• **Exercise instructions**
Reproduce only the lines from the one containing "pixel 11 277." through the one containing "pixel 289 135", both included, replacing "marker" with "pin" and changing nothing else.

• **Records shown**
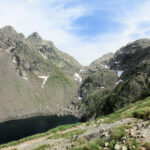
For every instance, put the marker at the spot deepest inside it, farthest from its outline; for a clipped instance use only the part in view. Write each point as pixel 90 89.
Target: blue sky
pixel 83 28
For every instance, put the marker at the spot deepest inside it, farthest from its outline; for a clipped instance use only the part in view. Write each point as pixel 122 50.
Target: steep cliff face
pixel 127 80
pixel 35 77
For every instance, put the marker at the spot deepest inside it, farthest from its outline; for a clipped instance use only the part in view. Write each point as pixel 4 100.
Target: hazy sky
pixel 86 29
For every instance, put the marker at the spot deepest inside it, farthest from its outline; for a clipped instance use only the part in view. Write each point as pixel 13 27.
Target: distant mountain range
pixel 37 79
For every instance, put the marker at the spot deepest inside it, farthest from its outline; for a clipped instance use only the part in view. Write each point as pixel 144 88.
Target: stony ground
pixel 126 129
pixel 135 128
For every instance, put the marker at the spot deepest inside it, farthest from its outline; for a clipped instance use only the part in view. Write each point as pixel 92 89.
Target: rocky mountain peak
pixel 102 62
pixel 8 29
pixel 34 37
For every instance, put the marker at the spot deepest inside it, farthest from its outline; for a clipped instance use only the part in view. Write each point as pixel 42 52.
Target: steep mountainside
pixel 129 77
pixel 35 77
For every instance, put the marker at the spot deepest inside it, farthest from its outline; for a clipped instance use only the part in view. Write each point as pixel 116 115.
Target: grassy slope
pixel 140 109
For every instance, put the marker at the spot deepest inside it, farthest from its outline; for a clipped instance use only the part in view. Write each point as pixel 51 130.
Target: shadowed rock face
pixel 131 65
pixel 35 77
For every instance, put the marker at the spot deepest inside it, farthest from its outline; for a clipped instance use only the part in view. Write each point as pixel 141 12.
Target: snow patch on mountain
pixel 45 79
pixel 77 77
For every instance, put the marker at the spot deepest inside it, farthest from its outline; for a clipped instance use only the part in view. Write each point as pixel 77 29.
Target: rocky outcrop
pixel 126 76
pixel 36 78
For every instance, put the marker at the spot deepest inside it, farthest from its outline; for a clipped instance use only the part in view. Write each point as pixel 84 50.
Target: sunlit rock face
pixel 36 78
pixel 125 77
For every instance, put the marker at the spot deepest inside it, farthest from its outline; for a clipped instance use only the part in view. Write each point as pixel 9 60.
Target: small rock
pixel 117 147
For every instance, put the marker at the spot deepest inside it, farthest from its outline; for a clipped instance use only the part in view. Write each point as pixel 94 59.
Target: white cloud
pixel 54 22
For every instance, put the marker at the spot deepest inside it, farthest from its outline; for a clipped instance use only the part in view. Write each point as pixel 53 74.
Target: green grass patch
pixel 142 113
pixel 69 134
pixel 118 132
pixel 52 131
pixel 42 147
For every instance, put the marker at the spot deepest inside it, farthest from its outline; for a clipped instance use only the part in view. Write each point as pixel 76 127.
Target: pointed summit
pixel 34 37
pixel 9 29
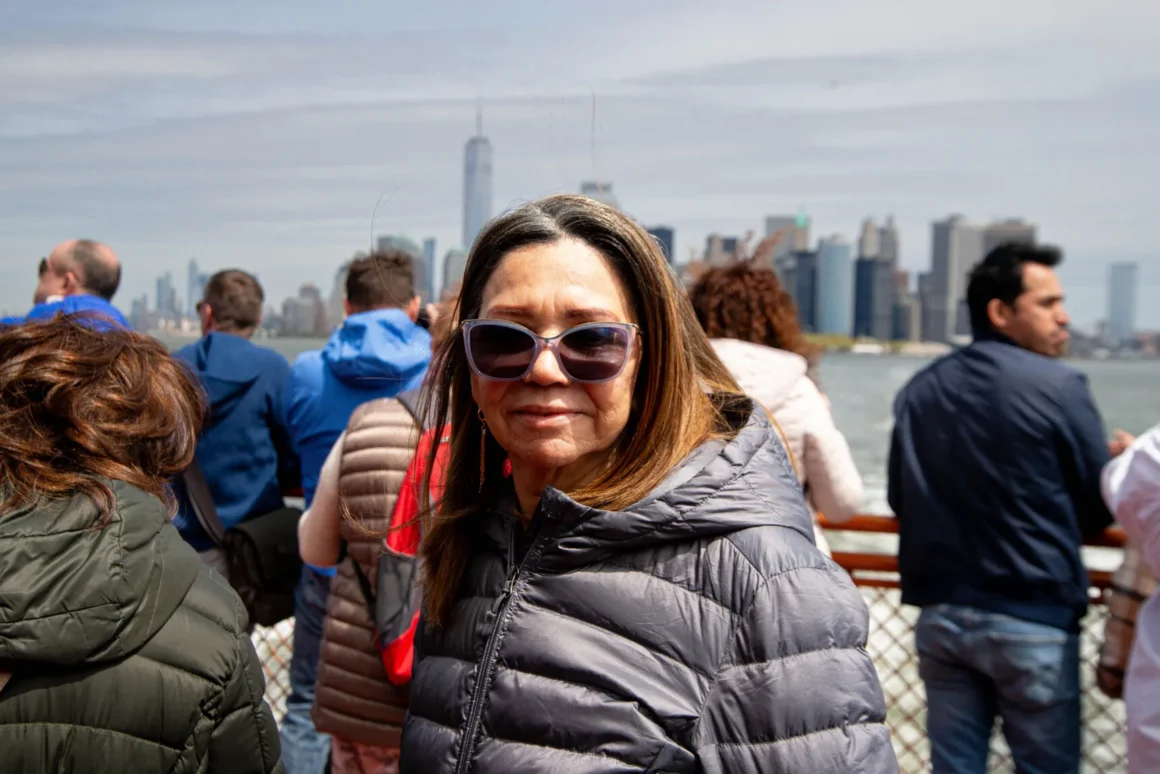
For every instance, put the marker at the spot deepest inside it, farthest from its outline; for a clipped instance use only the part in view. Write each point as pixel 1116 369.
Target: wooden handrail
pixel 864 522
pixel 883 565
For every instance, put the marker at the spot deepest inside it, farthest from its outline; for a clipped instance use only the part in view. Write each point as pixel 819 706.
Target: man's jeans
pixel 304 750
pixel 977 665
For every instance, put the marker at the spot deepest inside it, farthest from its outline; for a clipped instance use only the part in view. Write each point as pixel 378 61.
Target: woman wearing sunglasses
pixel 621 573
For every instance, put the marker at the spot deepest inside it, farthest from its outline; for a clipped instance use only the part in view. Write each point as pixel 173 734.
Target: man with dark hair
pixel 378 352
pixel 994 475
pixel 79 275
pixel 245 449
pixel 38 296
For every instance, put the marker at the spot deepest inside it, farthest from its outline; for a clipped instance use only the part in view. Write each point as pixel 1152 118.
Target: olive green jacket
pixel 127 653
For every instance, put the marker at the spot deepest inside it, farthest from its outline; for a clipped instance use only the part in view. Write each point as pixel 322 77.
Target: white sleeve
pixel 318 529
pixel 835 485
pixel 1131 487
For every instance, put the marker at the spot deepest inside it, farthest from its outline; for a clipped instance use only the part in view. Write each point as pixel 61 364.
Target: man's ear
pixel 999 313
pixel 73 286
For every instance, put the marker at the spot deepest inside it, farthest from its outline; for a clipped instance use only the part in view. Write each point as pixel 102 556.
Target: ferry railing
pixel 891 644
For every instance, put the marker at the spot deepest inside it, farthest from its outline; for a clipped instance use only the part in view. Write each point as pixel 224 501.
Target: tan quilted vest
pixel 354 700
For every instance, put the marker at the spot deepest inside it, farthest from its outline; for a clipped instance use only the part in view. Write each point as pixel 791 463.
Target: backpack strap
pixel 201 500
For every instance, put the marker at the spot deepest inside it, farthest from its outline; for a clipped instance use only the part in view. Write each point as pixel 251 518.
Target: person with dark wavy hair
pixel 753 325
pixel 118 649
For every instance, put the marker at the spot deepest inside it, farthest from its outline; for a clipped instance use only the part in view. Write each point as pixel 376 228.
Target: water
pixel 862 391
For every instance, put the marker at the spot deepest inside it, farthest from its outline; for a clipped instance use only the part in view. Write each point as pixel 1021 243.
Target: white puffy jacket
pixel 778 381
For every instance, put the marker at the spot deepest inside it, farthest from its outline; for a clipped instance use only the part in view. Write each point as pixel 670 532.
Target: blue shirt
pixel 94 305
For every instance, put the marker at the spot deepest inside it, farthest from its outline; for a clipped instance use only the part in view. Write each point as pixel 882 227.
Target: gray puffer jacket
pixel 700 630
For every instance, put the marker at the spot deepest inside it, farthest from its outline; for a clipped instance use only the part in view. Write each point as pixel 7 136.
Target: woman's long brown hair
pixel 672 416
pixel 84 402
pixel 747 302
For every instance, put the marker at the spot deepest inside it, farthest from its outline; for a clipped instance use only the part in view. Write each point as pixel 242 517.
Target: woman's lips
pixel 543 416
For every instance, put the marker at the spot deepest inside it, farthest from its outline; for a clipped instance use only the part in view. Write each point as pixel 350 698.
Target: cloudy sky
pixel 261 134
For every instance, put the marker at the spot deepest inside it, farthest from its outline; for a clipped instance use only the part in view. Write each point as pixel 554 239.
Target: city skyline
pixel 216 132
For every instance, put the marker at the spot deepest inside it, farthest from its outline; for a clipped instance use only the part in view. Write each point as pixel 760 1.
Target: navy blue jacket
pixel 376 354
pixel 994 476
pixel 245 448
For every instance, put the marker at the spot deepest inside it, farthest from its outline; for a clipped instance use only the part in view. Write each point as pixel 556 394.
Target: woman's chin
pixel 546 454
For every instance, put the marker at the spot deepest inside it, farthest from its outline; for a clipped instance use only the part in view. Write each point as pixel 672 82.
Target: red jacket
pixel 404 539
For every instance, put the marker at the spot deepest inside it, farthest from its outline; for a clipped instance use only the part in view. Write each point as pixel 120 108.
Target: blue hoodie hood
pixel 382 345
pixel 245 448
pixel 226 367
pixel 93 305
pixel 376 354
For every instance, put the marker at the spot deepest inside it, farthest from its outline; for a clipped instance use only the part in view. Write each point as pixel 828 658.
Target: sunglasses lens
pixel 500 352
pixel 595 353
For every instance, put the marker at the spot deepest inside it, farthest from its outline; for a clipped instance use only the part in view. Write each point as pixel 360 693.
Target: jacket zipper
pixel 483 682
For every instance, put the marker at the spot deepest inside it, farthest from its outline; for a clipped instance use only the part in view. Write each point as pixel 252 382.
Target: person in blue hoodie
pixel 378 352
pixel 245 448
pixel 79 276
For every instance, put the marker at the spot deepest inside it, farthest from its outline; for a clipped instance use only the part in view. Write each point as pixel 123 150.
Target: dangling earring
pixel 483 448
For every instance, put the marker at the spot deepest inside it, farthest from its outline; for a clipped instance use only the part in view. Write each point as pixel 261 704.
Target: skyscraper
pixel 1122 283
pixel 868 240
pixel 805 288
pixel 664 237
pixel 889 244
pixel 430 290
pixel 956 247
pixel 835 287
pixel 477 182
pixel 193 291
pixel 874 281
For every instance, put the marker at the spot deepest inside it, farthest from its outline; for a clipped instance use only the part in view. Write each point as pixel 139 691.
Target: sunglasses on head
pixel 589 353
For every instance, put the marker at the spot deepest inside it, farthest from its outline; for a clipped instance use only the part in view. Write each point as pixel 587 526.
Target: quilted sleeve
pixel 245 738
pixel 798 692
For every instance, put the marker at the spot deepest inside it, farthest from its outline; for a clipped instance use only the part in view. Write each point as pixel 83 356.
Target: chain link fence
pixel 274 645
pixel 891 645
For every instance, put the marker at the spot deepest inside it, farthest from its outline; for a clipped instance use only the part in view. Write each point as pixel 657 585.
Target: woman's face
pixel 546 421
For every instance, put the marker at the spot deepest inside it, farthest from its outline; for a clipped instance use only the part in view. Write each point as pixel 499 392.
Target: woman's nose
pixel 546 369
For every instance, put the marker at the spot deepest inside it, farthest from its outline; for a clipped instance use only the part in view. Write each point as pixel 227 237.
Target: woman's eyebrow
pixel 523 313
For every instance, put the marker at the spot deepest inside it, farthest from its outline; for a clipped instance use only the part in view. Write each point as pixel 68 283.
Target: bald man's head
pixel 78 267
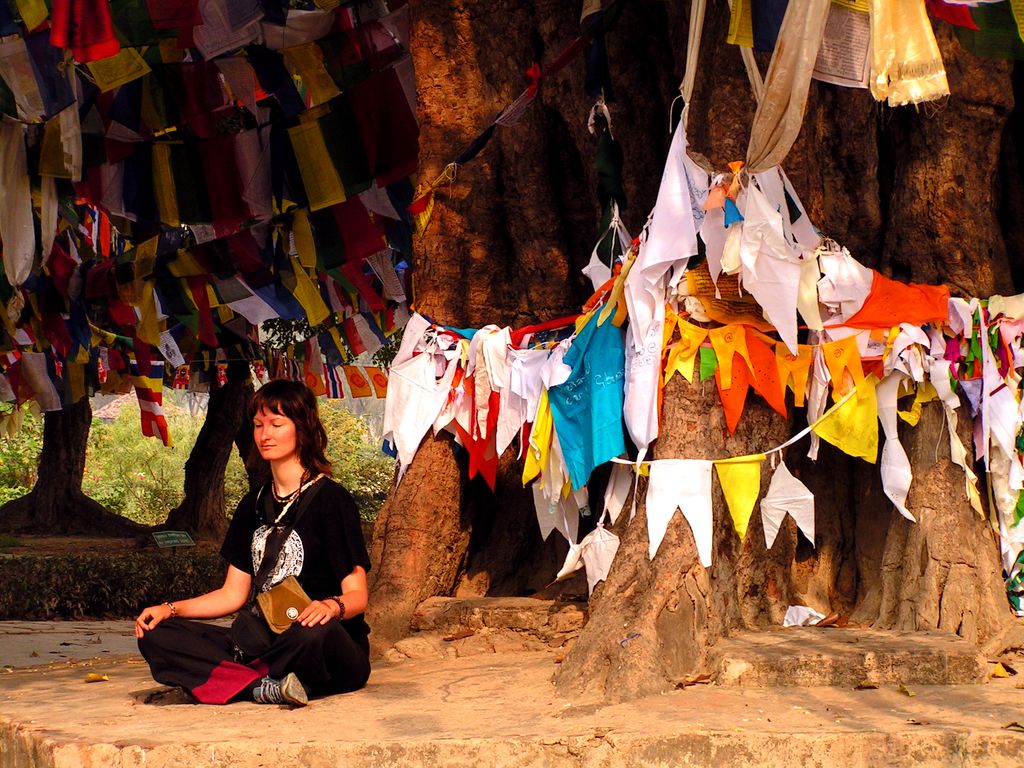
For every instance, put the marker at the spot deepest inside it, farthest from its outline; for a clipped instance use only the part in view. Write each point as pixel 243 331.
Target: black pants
pixel 200 657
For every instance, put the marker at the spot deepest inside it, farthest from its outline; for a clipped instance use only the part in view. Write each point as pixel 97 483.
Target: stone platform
pixel 502 710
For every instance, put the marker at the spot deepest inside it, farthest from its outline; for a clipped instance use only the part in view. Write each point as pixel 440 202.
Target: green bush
pixel 101 586
pixel 18 452
pixel 357 463
pixel 141 479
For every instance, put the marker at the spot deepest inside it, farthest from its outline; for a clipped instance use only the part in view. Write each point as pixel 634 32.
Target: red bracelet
pixel 341 604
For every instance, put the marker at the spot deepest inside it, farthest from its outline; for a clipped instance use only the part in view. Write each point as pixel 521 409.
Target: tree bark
pixel 202 509
pixel 918 203
pixel 912 193
pixel 56 505
pixel 506 246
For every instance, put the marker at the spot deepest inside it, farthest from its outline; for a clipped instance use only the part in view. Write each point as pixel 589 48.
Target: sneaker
pixel 293 691
pixel 288 690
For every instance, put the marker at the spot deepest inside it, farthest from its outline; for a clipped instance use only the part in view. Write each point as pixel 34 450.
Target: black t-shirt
pixel 324 548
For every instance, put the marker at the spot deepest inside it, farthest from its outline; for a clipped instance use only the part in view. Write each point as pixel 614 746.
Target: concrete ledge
pixel 549 621
pixel 808 656
pixel 498 710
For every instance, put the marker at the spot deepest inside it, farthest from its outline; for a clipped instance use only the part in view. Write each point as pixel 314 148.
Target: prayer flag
pixel 379 379
pixel 740 479
pixel 357 383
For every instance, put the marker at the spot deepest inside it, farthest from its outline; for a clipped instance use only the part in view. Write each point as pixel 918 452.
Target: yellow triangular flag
pixel 740 479
pixel 853 427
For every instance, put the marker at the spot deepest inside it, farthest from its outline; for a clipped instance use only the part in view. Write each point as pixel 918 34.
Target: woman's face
pixel 274 435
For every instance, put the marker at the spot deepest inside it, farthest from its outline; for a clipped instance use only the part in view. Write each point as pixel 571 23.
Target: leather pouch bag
pixel 283 603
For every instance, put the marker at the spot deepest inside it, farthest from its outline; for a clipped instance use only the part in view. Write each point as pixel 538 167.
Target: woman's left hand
pixel 318 611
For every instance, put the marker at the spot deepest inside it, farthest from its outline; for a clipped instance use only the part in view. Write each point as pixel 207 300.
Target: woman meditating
pixel 312 525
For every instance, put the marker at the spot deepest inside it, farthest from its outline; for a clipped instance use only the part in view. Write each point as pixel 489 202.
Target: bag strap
pixel 275 539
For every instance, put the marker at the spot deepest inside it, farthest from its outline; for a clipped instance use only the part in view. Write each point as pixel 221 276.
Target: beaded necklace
pixel 291 498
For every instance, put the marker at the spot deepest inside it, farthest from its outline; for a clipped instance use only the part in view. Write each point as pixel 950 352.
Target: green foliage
pixel 141 479
pixel 19 452
pixel 135 476
pixel 358 464
pixel 100 586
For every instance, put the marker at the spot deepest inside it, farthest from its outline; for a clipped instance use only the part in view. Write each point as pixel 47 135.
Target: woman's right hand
pixel 151 616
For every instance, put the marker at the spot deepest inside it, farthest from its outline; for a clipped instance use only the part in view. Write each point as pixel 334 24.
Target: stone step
pixel 457 627
pixel 545 620
pixel 808 656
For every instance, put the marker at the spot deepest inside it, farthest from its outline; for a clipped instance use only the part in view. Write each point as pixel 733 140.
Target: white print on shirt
pixel 289 562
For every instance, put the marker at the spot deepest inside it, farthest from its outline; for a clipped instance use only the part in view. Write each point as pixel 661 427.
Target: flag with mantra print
pixel 379 379
pixel 357 383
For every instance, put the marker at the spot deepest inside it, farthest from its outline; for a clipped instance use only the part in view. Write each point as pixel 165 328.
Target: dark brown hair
pixel 296 400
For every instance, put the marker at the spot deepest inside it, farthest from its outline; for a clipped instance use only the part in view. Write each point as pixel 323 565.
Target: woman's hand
pixel 151 616
pixel 318 611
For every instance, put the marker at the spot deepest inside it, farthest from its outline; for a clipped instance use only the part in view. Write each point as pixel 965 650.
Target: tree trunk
pixel 909 192
pixel 202 509
pixel 56 505
pixel 506 246
pixel 918 203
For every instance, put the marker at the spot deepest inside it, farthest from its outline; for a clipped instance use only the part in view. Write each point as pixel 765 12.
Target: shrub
pixel 100 586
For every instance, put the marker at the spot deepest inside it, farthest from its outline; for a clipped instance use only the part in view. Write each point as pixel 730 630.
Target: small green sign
pixel 166 539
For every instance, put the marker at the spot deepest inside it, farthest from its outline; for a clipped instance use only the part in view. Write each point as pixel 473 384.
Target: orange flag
pixel 765 371
pixel 379 379
pixel 357 382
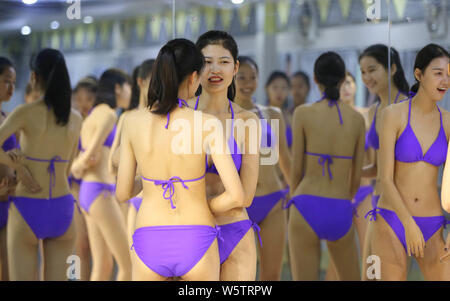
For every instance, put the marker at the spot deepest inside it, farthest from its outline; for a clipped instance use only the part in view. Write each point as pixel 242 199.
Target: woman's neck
pixel 245 103
pixel 214 103
pixel 423 102
pixel 384 96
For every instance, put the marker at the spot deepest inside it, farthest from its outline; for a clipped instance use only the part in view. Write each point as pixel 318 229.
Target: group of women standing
pixel 203 206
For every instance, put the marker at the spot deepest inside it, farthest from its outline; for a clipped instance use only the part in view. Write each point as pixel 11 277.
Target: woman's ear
pixel 418 74
pixel 236 68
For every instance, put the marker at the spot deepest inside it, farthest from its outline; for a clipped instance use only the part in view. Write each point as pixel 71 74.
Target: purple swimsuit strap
pixel 168 186
pixel 327 159
pixel 181 103
pixel 50 169
pixel 333 102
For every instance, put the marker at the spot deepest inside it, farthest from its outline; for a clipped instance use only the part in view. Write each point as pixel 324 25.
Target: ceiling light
pixel 26 30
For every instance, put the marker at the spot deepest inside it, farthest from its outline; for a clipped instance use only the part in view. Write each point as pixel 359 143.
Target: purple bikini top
pixel 325 159
pixel 266 131
pixel 372 139
pixel 108 142
pixel 168 185
pixel 236 154
pixel 50 169
pixel 408 148
pixel 11 142
pixel 289 135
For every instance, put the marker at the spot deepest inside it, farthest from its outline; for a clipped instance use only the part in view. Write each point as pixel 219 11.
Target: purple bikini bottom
pixel 330 218
pixel 89 191
pixel 136 202
pixel 47 218
pixel 232 235
pixel 427 224
pixel 262 205
pixel 172 251
pixel 361 195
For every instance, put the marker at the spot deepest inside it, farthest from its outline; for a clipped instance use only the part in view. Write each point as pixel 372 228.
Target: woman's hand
pixel 446 255
pixel 415 242
pixel 4 186
pixel 24 176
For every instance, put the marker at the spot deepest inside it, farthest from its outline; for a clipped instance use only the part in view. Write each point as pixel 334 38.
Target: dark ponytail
pixel 424 58
pixel 176 60
pixel 4 64
pixel 380 53
pixel 51 71
pixel 218 37
pixel 135 91
pixel 329 70
pixel 106 90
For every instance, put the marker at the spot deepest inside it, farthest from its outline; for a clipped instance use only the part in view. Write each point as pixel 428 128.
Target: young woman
pixel 105 222
pixel 374 64
pixel 266 209
pixel 361 200
pixel 138 101
pixel 42 208
pixel 237 250
pixel 84 98
pixel 413 140
pixel 277 88
pixel 328 150
pixel 300 88
pixel 7 87
pixel 175 232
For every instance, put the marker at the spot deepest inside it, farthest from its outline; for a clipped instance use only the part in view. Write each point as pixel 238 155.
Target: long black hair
pixel 5 64
pixel 218 37
pixel 143 71
pixel 249 61
pixel 329 70
pixel 50 68
pixel 380 53
pixel 424 58
pixel 176 60
pixel 107 86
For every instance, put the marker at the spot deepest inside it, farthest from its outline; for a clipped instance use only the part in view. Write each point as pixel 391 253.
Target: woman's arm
pixel 250 159
pixel 127 166
pixel 358 157
pixel 234 195
pixel 298 148
pixel 285 155
pixel 14 123
pixel 105 124
pixel 114 154
pixel 390 125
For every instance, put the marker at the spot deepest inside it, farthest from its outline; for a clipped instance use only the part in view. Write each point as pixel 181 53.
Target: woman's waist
pixel 319 187
pixel 152 213
pixel 100 176
pixel 231 216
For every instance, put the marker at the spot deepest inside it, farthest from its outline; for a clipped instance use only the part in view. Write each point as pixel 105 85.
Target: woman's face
pixel 7 84
pixel 219 69
pixel 348 90
pixel 278 91
pixel 435 80
pixel 299 90
pixel 374 75
pixel 84 100
pixel 123 95
pixel 246 81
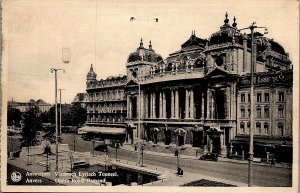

• **Output of the exercise**
For every instance, put the pin at the spot deepest inside it, farthest from its outline; for a clipped instance use only the part in view. Write each point as pixel 11 277.
Target: woman's ear
pixel 418 74
pixel 236 68
For every instance, put the pin at the spot deepest inside it, farthest from its outline; for a clipped instance use only the part in view. Write each point as pixel 71 74.
Target: purple swimsuit strap
pixel 168 186
pixel 327 159
pixel 181 103
pixel 50 169
pixel 333 102
For every instance, put the pin at the spot deepest inside it, farthest from its outline; for a clipped instance use only the part in view. Write each point as pixel 324 25.
Target: ceiling light
pixel 26 30
For every instance, put the pin at the spot deepest inside it, farthest from its outline; for a clipped instance use only the part in view. Write each point as pixel 359 143.
Target: purple bikini top
pixel 325 159
pixel 266 131
pixel 372 139
pixel 108 142
pixel 168 185
pixel 236 154
pixel 50 169
pixel 408 148
pixel 11 142
pixel 289 135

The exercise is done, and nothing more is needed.